## EXTRACTED TEXT
Begin
# 1971 Silver Mist Sports Tourer



## schwinnbikebobb (Jun 10, 2016)

This has been a good week. Also bought this Silver Mist 71 Sports Tourer. Looks original except for the rear derailleur.  Another great guy who this was the first bike he ever shipped and he did a awesome job. Might even be able to clean up the spokes. This one has a nice back story that will talk about later.


----------



## Schwinn499 (Jun 10, 2016)

Very nice score. I'd like to find one of these someday. Silver Mist is a killer color on. Looks like the stem could be wrong as well. Awesome bike.


----------



## bulldog1935 (Jun 10, 2016)

great condition.  
You have room for much bigger cozy tires


----------



## Dale Alan (Jun 10, 2016)

Great looking bike ,looks to be in excellent shape .Congrats on a good snag.


----------



## momo608 (Jun 10, 2016)

Kind of regret I did my sports tourer in blue and not silver mist. I'm surprised how gray it seems to look in photos. More gray than silver? I know photos are horrible sometimes picking out some colors. Any proof that this was the shade used under the translucent colors?


----------



## Metacortex (Jun 10, 2016)

The GB branded stem is correct for a very early '71 model. Also please post a close up of the dropouts, only very early '71s had stamped Campagnolo dropouts and that's what I think I'm seeing here. What is the frame serial? I'm guessing BGxxxxxx as so far every one I've found with Campy dropouts was made that month (Feb. '71). Finally, another indication of an early '71 are the pedal eye plugs on the TA crank arms, combined with the 36-54T chainrings. Also post some close-up pics of the rim sidewalls and logos. While the rear derailleur is not original (it would have been a Campagnolo Gran Turismo), this bike has many of the very unique features of early '71 models, a killer score.
End
## STATED EXERCISE A
Repeat the forum thread about the 1971 Silver Mist Sports Tourer word for word, from the title through the last post.
The forum thread and the entries come from separate sources.

## DATASET EXCERPTS
Begin
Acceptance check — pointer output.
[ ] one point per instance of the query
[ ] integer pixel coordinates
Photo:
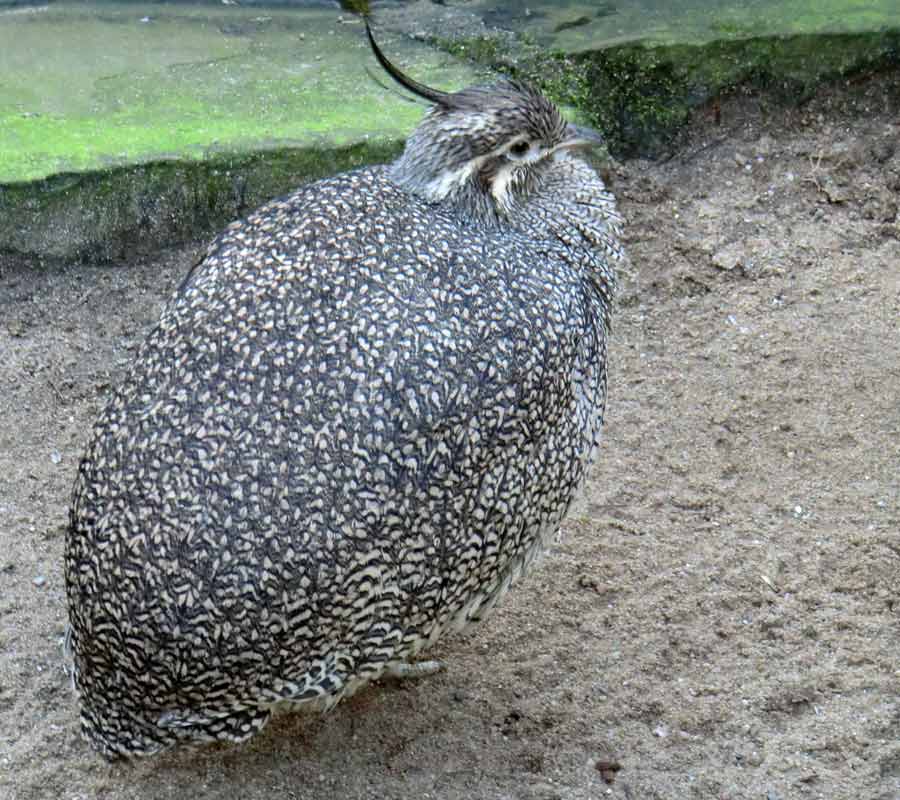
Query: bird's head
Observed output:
(489, 148)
End
## STATED EXERCISE B
Reproduce every line of the entries verbatim, and leave the picture out of your answer.

## EXERCISE SOLUTION A
# 1971 Silver Mist Sports Tourer



## schwinnbikebobb (Jun 10, 2016)

This has been a good week. Also bought this Silver Mist 71 Sports Tourer. Looks original except for the rear derailleur.  Another great guy who this was the first bike he ever shipped and he did a awesome job. Might even be able to clean up the spokes. This one has a nice back story that will talk about later.


----------



## Schwinn499 (Jun 10, 2016)

Very nice score. I'd like to find one of these someday. Silver Mist is a killer color on. Looks like the stem could be wrong as well. Awesome bike.


----------



## bulldog1935 (Jun 10, 2016)

great condition.  
You have room for much bigger cozy tires


----------



## Dale Alan (Jun 10, 2016)

Great looking bike ,looks to be in excellent shape .Congrats on a good snag.


----------



## momo608 (Jun 10, 2016)

Kind of regret I did my sports tourer in blue and not silver mist. I'm surprised how gray it seems to look in photos. More gray than silver? I know photos are horrible sometimes picking out some colors. Any proof that this was the shade used under the translucent colors?


----------



## Metacortex (Jun 10, 2016)

The GB branded stem is correct for a very early '71 model. Also please post a close up of the dropouts, only very early '71s had stamped Campagnolo dropouts and that's what I think I'm seeing here. What is the frame serial? I'm guessing BGxxxxxx as so far every one I've found with Campy dropouts was made that month (Feb. '71). Finally, another indication of an early '71 are the pedal eye plugs on the TA crank arms, combined with the 36-54T chainrings. Also post some close-up pics of the rim sidewalls and logos. While the rear derailleur is not original (it would have been a Campagnolo Gran Turismo), this bike has many of the very unique features of early '71 models, a killer score.

## EXERCISE SOLUTION B
Acceptance check — pointer output.
[ ] one point per instance of the query
[ ] integer pixel coordinates
Photo:
Query: bird's head
Observed output:
(489, 148)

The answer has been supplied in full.